***** Data records *****
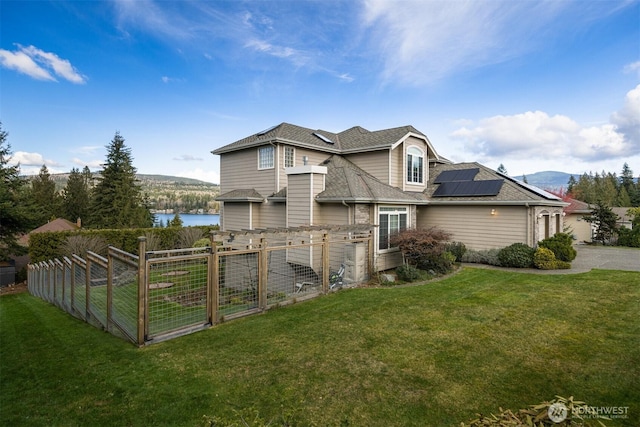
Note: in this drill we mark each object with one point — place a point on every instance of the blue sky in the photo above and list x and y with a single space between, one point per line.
534 85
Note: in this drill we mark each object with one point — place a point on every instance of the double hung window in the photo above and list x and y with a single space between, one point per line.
265 157
392 221
415 165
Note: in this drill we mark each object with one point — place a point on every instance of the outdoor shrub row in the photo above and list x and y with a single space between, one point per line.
555 252
57 244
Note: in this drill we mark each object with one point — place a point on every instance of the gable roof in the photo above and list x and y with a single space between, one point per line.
58 224
352 140
511 192
241 195
349 183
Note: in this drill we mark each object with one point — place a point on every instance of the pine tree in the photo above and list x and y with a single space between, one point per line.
605 221
175 222
16 211
117 200
45 196
76 196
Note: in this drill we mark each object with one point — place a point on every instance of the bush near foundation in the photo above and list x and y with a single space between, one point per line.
517 255
561 244
545 259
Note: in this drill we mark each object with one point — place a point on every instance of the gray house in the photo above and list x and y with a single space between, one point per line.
288 176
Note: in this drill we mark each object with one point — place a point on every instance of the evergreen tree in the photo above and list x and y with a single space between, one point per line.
46 198
605 221
16 212
571 184
76 196
175 222
117 200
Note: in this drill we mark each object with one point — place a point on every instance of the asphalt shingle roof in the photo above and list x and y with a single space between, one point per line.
346 181
353 139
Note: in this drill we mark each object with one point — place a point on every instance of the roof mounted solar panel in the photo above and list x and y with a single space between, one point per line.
469 188
322 137
457 175
266 130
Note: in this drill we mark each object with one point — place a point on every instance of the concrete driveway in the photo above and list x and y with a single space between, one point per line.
606 258
588 257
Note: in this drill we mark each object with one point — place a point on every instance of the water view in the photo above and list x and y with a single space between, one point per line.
189 219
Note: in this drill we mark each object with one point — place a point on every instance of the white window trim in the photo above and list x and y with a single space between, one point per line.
260 150
396 210
293 157
406 162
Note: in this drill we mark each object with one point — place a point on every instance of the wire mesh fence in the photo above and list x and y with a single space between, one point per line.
163 294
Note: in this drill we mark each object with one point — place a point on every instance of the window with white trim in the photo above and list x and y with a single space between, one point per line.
289 157
392 220
265 157
415 162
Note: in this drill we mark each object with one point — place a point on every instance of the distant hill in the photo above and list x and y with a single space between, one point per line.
146 180
551 180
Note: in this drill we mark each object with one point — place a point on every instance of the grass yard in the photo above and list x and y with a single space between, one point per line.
428 355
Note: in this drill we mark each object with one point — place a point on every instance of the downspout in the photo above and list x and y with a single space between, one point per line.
349 212
528 224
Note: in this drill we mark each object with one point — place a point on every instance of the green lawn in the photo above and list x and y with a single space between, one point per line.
426 355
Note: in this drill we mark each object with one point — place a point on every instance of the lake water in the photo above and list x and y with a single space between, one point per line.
190 219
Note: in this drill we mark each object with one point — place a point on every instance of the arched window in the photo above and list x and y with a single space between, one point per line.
415 165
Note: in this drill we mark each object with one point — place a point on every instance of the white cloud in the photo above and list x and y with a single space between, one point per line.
631 68
424 41
537 135
24 64
40 65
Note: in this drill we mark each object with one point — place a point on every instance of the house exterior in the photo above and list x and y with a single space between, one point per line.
290 176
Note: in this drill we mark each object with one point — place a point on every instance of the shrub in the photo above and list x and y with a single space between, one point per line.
517 255
408 273
425 248
458 249
545 259
561 244
438 263
485 256
630 238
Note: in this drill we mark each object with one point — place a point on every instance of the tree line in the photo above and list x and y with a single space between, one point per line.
606 188
111 198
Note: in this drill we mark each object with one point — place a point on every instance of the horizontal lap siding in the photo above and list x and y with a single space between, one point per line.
235 216
475 226
239 170
299 201
272 215
375 163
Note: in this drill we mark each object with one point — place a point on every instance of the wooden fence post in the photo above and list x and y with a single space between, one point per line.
213 281
325 262
263 276
142 290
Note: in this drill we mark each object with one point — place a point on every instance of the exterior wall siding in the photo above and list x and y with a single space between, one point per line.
315 158
239 170
375 163
476 227
235 216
*****
The pictures stay out of the copy. Set down the entries above precisely.

Note: in this drill we mark each object with one point — place a point on every instance of the blue sky in the photo above and list x and y with a single space between, one point per line.
534 85
Note: in this drill we mark each object with one point — place a point on every instance of the double hung window in the photo above and list x and y with a single space between, one point per line.
265 157
392 221
415 165
Note: in this drill we mark each object with one point — place a point on every instance of the outdoor shrub row in the photo above and list x and y with a single space between, one point per line.
555 252
57 244
Note: in this drill we mark each object with one point — place a point on every instance of the gable roof in the photo above and list x and y with a single space between, one point per line.
58 224
352 140
511 192
241 195
349 183
Note: in this drill we mark each object with one point — place a point on every instance of the pine tree in the photo above and list x and y with a single space between, one point per line.
605 221
175 222
16 211
117 200
45 196
76 196
Note: in this drill we mark each object with one point — place a point on every instance of the bush near foundation in the photo above and list x and y with a single space between, one point per line.
517 255
561 244
545 259
Note: in this drill we mark each object with one point — place a point on every instance of the gray house in the photo above and list x and y with a single space between, one point per line.
288 176
Note: in this drill we mark each object with one point — place a point on every instance of the evergreen tree in the photo above and list x and y with a single space between, one point per line.
46 198
605 221
16 212
571 184
76 196
175 222
117 200
Note: in this drill we mark each object with one point — place a point on every instance of the asphalt shingle roof in the photo above and list x and y with a single space between, one point per line.
346 181
353 139
Note: in this drill we mark each object with one point — place a point on every instance of the roof mounted solar panel in the photo above and list x and y with a single space between, one point per line.
469 188
322 137
457 175
266 130
Note: in this drill we mark each object with one point — place a point on every instance of the concrete driveway in the photo above and list x and y with a single space between, one point per line.
606 258
588 257
Note: in this drill we mark each object with one point — place a point on every instance of the water view in the photo above and list x and y with a single space between, one point per line.
189 219
Note: in this drill we mark each object with one point — place a point on every instance of the white window trim in the photo above and list x and y with a single space between, one point per line.
260 150
396 210
293 157
406 162
Note: in this drill we mark each object with one point — place a point on every instance of the wire mesh fence in the photo above and list x and y with a single space between, one point per line.
163 294
Note: in this drill we mark each object with one point — place a point on every instance of the window with white trim in the photo above and list x and y with a single space between, one point per line.
289 157
392 220
265 157
415 162
Note: in this drill we mark each object with one point — place a point on every instance of the distant hill in the photo above and list x and y with a single space between, one point per line.
146 180
551 180
Note: in this drill we mark each object with one point — place a point on every instance of the grass yard in the photo above and list x and y with a single space between, one point per line.
428 355
Note: in this drill we mark each object with one point — place a point on every instance of the downspout in the photo above and list x and y with a single space between, one point per line.
349 212
528 224
Note: in this drill we mark each object with one point — place a point on every instance of the green lawn in the photo above and list x and y with a single space between, one point per line.
426 355
Note: in this drill we mark each object with one point — place a point on every instance of the lake water in the photo above and list x and y with a single space between, one point per line.
190 219
Note: in this drill we mark each object with one point — place a point on every instance of the arched window in the photo above and list x and y with a single space between, one point per line.
415 165
Note: in this drill we mark each object with one point — place a point on every instance of the white cloud in the photo above and list x and y with a single space between, one point per line.
631 68
424 41
537 135
24 64
40 65
Note: in this drill we mark each object with one point — place a point on every instance of the house exterior in the photo above and list x and y with a single space between, one point per line.
290 176
Note: in this drill we mark each object with one point — place a point on every instance of the shrub in the photo above and list x and y with a single space between, one point per line.
517 255
408 273
425 248
458 249
545 259
561 244
438 263
485 256
630 238
Note: in this drill we mark each object with one point — place a point on every instance of the tree line in the photo above and list x and y with a single space between, one point per line.
606 188
111 198
Note: in this drill we mark each object with one point — place a point on every instance of the horizontal lap siding in the photo above and list x and y with a single space between, one point per line.
235 216
475 226
239 170
299 201
272 215
375 163
Note: in this drill we mark each object with one point — place a point on every instance of the wooden fence post in the photo above and list x and y with a single space between, one point per line.
213 281
325 262
263 276
142 290
Note: in this drill we mark each object with one point — place a point on every instance of the exterior wall siding in the photo above and list x and y with a single space between, one point per line.
315 158
239 170
375 163
476 227
235 216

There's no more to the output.